═════ Text segment ═════

UNIDENTIFIED MALE:  You know, we all saw the event.  So without getting into what the president said and what the troops said, can you just talk specifically to the choreography?  Did the soldiers know what questions they would be asked, and did they (INAUDIBLE)...

MCCLELLAN:  No, I really can't, because we coordinate this with the Department of Defense, and you might want to direct questions to the Department of Defense.  Because when we do these events, we appreciate all the help that they provide.  The Department of Defense takes the lead in terms of pulling some troops together so that we can do events like this.

UNIDENTIFIED MALE:  So you personally do not know if those soldiers rehearsed their answers before they were on the air live?

MCCLELLAN:  Well, my understanding is that someone from the Department of Defense was talking to them ahead of time.  But I don't know, I was with the president.

(END VIDEO CLIP)

OLBERMANN:  Unfortunately for Mr. McClellan, the evidence that Mr.  Bush's chat with the soldiers was rehearsed, and rehearsed within an inch of its life, was all on tape.

(BEGIN VIDEO CLIP)

BARBER:  But if he gives us question that's not something that we've scripted, Captain Kennedy, you're going to have that mike.  And that's your chance to impress us all.

Master Sergeant Lombardo, when you're talking about the president coming to see you in New York, take a little breath before that, so you can actually be talking directly to him.  You've got a real message there, OK?

(END VIDEO CLIP)

OLBERMANN:  She used the word “scripted.”

═════

» **Exercise task A**:
Copy the broadcast transcript word for word from "MCCLELLAN:  No, I" up to and including "all on tape.".
» **Exercise task B**:
List each distinct speaker label in the broadcast transcript, in the order each first appears.
» **Exercise task C**:
Please extend the broadcast transcript about the rehearsed troop event, starting after its final line.
The material after this has no connection to the broadcast transcript.

═════ Stored rows ═════

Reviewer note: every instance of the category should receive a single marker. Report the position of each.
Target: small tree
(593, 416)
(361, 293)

═════
═════ Stored rows ═════

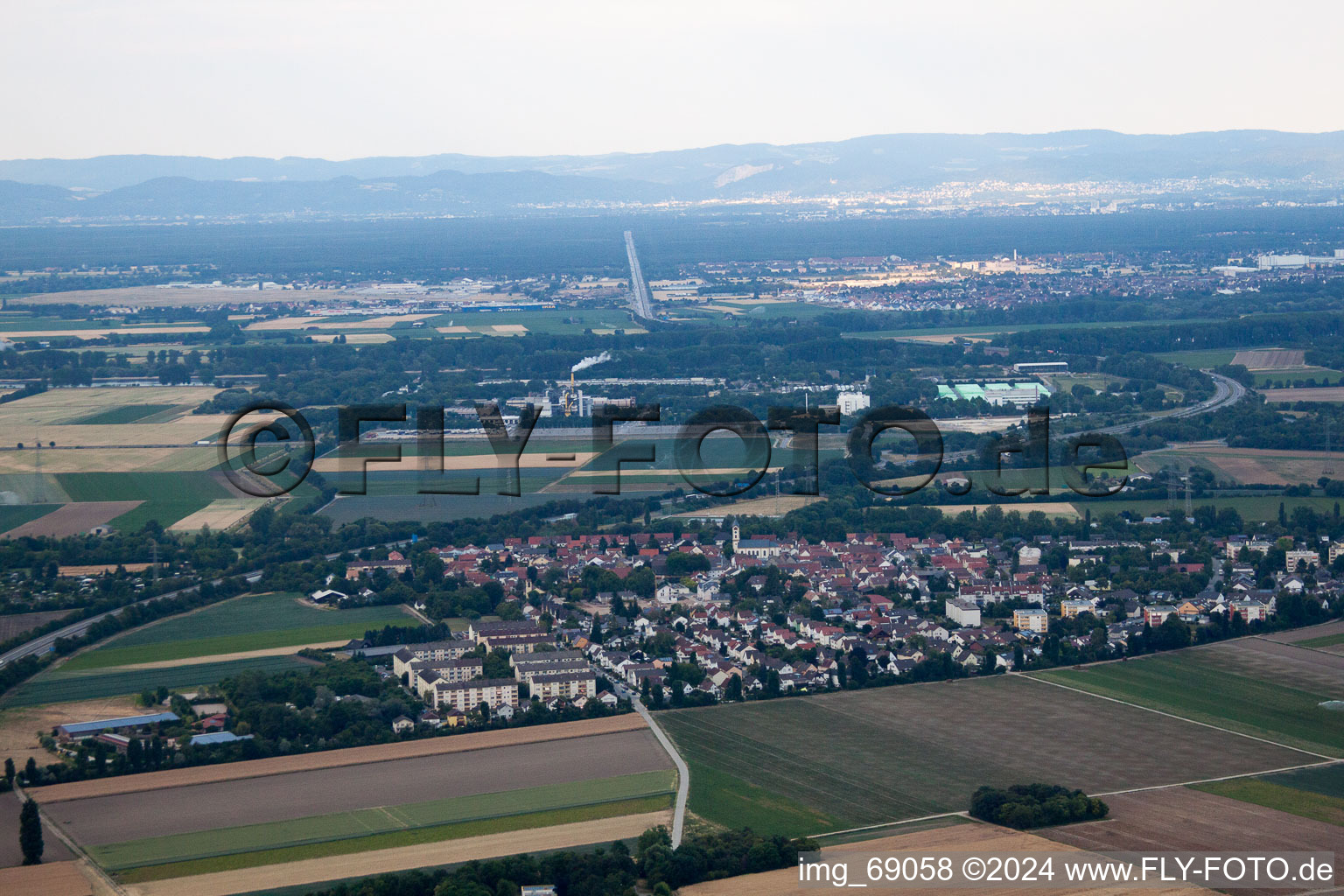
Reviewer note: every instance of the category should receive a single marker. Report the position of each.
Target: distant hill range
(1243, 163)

═════

» **Exercise result A**:
MCCLELLAN:  No, I really can't, because we coordinate this with the Department of Defense, and you might want to direct questions to the Department of Defense.  Because when we do these events, we appreciate all the help that they provide.  The Department of Defense takes the lead in terms of pulling some troops together so that we can do events like this.

UNIDENTIFIED MALE:  So you personally do not know if those soldiers rehearsed their answers before they were on the air live?

MCCLELLAN:  Well, my understanding is that someone from the Department of Defense was talking to them ahead of time.  But I don't know, I was with the president.

(END VIDEO CLIP)

OLBERMANN:  Unfortunately for Mr. McClellan, the evidence that Mr.  Bush's chat with the soldiers was rehearsed, and rehearsed within an inch of its life, was all on tape.

» **Exercise result B**:
UNIDENTIFIED MALE
MCCLELLAN
OLBERMANN
BARBER

» **Exercise result C**:
The stage manager, or the equivalent of the warmup comedian at the “TONIGHT” show, was the deputy assistant for internal communications to the secretary of defense, Allison Barber (ph).

Meanwhile, back at the White House, the reporters evidently a little ticked off by the press secretary's refusal to acknowledge that the rehearsal constituted a rehearsal hit some sort of nerve with Mr.  McClellan.  In the middle of a question from John Roberts of CBS NEWS, McClellan went after the media like, well, like conservatives going after Harriet Miers.

(BEGIN VIDEO CLIP)

JOHN ROBERTS, CBS NEWS:  Some conservatives have suggested this week, or speculated, that while President Bush would never withdraw Miers' nomination, that she might decide that she can't weather this storm and withdraw.  I mean, what—can you give us just some idea of her tenacity to be able to stand all this fire from the right and the left?

MCCLELLAN:  First of all, all this fire, I would disagree with that, because those who know Harriet Miers are strongly supportive of her nomination, and strongly supportive of her being confirmed to the United States Senate.

UNIDENTIFIED MALE:  (INAUDIBLE).

MCCLELLAN:  Well, you can't deny that some people are clearly setting a different standard for the confirmation, because the standard has always been, are you qualified to serve on our nation's highest court?

UNIDENTIFIED MALE:  (INAUDIBLE)...

MCCLELLAN:  Well, now, let's not, you know, now, let's talk about how the way you're approaching things.  This should be based on the person's record and qualifications and their judicial philosophy.  And she greatly exceeds all the standard that have been set for meeting what is needed to serve on our nation's highest court.  She is exceptionally well qualified.

And I would encourage you—I know you don't necessarily want to do this—but to look at her qualifications and record.  I haven't seen you out there reporting about some of her qualifications and her record.  And I see by the tone of your question that you want to get into some of these side issues.

(CROSSTALK)

MCCLELLAN:  Let's look at the record.  Let look at the qualifications.

UNIDENTIFIED MALE:  (INAUDIBLE), but Scott, yesterday you yourself said (INAUDIBLE)...

MCCLELLAN:  I'm not saying everybody.  I'm just saying, I haven't seen John report on her qualifications and record.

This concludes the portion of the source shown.